**GIVEN DATA**
════
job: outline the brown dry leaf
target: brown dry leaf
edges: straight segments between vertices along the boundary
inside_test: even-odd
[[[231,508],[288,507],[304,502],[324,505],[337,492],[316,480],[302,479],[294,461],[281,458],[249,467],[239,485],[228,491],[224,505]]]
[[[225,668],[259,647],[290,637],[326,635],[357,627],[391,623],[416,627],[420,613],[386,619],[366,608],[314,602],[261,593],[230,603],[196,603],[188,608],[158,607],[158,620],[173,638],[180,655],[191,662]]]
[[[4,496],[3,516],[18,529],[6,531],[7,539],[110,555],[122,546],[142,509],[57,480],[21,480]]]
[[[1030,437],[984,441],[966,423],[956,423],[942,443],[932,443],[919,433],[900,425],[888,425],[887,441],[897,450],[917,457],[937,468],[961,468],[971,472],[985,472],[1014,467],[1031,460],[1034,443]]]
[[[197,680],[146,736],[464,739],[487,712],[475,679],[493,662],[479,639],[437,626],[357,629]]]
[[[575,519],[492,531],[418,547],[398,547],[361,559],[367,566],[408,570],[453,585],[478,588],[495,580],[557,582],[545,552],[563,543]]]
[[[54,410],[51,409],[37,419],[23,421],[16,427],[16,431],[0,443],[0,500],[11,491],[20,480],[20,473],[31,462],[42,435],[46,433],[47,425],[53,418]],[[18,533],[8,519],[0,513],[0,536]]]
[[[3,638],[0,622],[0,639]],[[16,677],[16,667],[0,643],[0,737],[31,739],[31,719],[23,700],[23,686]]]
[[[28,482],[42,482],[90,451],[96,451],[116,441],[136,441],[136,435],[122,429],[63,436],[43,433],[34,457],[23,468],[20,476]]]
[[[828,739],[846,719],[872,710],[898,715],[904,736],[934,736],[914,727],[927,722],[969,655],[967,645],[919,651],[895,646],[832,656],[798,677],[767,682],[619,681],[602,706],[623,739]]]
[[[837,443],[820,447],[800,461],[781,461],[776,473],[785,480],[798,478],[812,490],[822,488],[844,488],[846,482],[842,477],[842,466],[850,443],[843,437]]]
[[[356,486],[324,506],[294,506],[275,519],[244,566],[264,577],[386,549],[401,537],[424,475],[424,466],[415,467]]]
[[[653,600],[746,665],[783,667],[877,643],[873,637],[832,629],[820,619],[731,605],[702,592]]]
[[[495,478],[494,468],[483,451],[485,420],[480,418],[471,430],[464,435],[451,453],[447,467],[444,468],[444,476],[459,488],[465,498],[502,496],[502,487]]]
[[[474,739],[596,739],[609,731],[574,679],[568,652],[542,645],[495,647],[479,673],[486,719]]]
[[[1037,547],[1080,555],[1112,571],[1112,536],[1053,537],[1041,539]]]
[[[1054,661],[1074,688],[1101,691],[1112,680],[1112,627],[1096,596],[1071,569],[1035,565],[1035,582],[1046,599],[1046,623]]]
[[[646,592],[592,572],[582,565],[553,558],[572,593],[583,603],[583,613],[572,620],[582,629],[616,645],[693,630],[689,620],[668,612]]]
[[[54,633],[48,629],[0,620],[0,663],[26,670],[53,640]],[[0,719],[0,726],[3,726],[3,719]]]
════
**THE TASK**
Copy out the material unchanged, starting at its first line and ending with the line that contains "inside_test: even-odd".

**EXERCISE SOLUTION**
job: outline the brown dry leaf
target: brown dry leaf
edges: straight segments between vertices along the boundary
inside_test: even-odd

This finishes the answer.